Extracted records:
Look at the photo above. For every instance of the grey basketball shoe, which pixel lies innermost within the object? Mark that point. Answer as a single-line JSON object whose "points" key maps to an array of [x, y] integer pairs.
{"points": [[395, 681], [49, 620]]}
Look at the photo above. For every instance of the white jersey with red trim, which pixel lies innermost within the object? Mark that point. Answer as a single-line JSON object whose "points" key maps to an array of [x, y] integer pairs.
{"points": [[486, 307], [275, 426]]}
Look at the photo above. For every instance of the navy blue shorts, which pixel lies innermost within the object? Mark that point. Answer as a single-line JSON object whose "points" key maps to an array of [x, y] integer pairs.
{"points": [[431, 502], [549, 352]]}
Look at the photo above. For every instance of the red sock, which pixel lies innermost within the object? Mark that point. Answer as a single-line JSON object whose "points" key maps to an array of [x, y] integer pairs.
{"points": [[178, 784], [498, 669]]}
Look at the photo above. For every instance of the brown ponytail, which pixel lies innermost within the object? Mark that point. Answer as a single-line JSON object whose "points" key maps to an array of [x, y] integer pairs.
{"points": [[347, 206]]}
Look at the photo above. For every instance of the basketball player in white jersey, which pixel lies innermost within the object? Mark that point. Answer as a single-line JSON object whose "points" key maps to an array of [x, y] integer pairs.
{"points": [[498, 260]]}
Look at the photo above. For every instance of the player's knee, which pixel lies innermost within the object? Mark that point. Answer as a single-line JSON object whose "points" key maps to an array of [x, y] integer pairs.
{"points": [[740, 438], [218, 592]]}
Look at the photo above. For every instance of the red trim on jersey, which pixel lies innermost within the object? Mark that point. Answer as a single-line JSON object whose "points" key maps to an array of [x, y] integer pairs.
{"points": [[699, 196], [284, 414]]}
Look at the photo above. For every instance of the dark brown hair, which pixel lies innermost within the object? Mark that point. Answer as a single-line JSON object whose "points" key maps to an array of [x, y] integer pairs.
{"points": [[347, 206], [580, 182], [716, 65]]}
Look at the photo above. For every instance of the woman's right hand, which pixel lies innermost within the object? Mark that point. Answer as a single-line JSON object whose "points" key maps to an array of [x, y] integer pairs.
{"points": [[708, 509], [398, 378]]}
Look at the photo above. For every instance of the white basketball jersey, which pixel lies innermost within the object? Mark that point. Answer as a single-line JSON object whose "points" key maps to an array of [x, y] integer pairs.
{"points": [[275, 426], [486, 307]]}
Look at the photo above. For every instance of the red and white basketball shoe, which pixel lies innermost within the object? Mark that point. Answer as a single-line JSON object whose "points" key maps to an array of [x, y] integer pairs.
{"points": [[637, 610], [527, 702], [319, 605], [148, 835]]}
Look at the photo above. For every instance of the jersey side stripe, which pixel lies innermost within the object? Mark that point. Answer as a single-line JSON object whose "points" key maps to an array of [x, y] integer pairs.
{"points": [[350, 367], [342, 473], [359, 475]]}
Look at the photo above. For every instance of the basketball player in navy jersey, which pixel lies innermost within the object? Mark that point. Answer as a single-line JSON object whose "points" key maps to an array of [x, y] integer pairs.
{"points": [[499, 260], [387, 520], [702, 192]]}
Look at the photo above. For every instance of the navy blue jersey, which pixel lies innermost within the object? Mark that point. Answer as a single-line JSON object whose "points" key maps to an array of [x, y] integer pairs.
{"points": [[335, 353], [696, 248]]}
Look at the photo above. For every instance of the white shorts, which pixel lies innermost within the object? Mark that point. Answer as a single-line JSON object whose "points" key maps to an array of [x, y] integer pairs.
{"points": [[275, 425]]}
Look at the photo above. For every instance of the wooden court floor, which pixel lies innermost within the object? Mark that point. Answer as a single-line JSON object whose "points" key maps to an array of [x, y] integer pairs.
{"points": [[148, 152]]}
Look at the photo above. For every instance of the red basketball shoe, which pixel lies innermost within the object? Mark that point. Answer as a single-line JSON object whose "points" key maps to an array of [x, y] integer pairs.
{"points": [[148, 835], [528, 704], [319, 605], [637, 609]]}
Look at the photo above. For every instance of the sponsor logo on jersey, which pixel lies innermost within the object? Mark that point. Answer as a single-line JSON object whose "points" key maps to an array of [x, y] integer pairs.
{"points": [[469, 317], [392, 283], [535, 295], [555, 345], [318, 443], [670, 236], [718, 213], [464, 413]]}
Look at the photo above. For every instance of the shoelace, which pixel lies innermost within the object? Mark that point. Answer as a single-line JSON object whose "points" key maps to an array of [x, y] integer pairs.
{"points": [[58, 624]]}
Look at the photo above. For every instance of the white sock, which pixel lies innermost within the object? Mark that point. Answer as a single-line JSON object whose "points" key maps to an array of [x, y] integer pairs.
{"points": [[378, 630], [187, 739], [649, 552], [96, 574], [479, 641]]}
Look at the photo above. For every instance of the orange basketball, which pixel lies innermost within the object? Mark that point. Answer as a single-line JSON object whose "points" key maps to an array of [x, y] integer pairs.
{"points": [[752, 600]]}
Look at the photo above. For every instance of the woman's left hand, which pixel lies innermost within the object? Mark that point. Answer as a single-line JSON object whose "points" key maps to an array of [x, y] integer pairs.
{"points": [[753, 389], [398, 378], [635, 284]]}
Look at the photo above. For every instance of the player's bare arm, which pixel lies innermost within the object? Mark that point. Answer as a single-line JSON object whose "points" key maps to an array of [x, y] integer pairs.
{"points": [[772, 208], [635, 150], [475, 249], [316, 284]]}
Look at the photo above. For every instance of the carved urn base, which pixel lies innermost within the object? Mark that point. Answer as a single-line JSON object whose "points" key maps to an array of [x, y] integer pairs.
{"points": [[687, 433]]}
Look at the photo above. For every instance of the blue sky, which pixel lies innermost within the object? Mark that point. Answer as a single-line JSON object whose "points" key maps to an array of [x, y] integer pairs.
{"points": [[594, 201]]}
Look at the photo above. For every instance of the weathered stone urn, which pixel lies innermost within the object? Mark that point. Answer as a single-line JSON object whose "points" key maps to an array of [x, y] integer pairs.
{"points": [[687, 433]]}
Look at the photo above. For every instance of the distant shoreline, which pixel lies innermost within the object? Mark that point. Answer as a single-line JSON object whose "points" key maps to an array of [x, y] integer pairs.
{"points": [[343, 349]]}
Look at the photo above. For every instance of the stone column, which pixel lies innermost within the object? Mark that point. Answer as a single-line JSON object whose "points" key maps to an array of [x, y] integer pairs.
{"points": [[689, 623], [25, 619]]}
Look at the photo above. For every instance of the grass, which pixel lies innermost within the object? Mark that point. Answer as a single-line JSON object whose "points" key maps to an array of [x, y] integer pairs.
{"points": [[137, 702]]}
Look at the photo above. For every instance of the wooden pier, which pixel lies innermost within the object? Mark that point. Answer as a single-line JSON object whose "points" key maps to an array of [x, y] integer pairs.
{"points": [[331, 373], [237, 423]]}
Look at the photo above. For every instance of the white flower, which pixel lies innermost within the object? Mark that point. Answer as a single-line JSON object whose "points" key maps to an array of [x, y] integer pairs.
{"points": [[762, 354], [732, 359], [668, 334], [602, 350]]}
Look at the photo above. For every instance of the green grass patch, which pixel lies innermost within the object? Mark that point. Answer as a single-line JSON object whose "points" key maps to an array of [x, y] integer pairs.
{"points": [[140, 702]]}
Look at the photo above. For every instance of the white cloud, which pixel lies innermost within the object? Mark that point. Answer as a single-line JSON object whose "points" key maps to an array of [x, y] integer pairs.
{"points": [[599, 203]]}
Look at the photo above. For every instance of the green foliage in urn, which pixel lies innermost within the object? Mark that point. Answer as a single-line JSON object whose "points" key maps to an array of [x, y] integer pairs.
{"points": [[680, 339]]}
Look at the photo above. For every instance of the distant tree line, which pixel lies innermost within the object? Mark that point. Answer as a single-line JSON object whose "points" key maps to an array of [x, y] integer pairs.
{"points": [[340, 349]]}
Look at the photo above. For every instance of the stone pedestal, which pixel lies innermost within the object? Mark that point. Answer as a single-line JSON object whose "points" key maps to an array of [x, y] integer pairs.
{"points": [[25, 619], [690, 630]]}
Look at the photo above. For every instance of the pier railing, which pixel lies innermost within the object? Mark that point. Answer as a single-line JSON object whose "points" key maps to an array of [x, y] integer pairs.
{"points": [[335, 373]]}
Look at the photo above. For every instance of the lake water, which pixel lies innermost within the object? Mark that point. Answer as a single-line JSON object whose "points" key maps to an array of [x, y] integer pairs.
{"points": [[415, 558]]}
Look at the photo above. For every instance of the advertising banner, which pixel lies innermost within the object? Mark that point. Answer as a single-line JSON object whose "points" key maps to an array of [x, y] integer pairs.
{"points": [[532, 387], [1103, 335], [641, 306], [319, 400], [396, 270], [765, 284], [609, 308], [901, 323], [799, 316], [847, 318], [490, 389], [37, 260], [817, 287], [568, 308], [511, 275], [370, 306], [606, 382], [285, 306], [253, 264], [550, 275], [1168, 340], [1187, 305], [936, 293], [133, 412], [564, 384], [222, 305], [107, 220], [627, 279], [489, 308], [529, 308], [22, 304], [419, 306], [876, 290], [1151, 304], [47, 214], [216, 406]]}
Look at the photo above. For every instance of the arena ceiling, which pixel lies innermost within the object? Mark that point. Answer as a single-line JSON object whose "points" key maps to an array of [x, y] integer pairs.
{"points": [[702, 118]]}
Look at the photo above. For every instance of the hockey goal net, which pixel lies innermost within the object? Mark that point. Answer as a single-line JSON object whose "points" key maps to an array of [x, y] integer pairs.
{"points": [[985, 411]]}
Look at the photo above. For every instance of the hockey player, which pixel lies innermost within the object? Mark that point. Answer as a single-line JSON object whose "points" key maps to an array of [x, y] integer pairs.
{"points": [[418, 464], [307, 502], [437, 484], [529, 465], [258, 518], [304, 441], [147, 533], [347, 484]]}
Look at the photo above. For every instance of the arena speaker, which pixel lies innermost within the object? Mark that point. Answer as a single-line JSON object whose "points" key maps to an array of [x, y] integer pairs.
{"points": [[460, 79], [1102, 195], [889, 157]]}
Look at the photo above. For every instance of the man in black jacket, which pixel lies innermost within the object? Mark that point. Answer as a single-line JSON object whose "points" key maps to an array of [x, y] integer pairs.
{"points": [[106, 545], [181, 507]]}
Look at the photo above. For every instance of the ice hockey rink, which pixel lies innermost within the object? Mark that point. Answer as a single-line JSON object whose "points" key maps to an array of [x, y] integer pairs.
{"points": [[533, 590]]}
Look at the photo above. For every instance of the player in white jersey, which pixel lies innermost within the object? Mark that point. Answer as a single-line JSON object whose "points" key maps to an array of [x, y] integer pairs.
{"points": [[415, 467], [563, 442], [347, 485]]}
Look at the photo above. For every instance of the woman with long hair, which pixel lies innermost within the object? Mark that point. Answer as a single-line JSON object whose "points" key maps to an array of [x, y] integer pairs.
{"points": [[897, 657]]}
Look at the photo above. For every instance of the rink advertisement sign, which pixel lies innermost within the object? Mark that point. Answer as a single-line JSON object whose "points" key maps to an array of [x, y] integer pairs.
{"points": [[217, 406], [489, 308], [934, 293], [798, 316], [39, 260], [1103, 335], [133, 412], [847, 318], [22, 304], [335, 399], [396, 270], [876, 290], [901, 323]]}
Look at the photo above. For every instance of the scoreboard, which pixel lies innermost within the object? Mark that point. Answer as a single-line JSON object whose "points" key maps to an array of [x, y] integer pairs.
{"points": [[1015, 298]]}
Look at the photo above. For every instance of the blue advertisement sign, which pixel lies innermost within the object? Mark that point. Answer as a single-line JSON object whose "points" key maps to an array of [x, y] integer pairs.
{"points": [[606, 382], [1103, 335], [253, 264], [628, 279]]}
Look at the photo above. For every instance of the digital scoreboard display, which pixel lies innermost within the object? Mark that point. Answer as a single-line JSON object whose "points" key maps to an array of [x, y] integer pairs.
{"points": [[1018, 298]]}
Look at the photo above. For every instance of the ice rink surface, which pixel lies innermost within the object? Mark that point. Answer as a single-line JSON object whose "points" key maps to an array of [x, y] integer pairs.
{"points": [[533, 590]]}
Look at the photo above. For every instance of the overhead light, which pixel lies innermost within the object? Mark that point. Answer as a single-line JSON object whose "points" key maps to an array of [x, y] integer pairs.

→ **Requirements**:
Starting with the line that contains "the ice rink", repeat each line through the last one exactly as it appears. Include both ends and nothing more.

→ **Written solution**:
Look at the photo above. For every instance of the ice rink surface, which pixel lies innermost within the object? Mark that point. Answer as a single-line JSON object whose "points" key maps to an array of [x, y] integer pairs.
{"points": [[533, 590]]}
Look at the photo above. For every instance of the overhead light, which pixel lies innermost within the object? Mark that point. Answer as a single-line JSON object whose "points" key maps to an array of [x, y] integer pairs.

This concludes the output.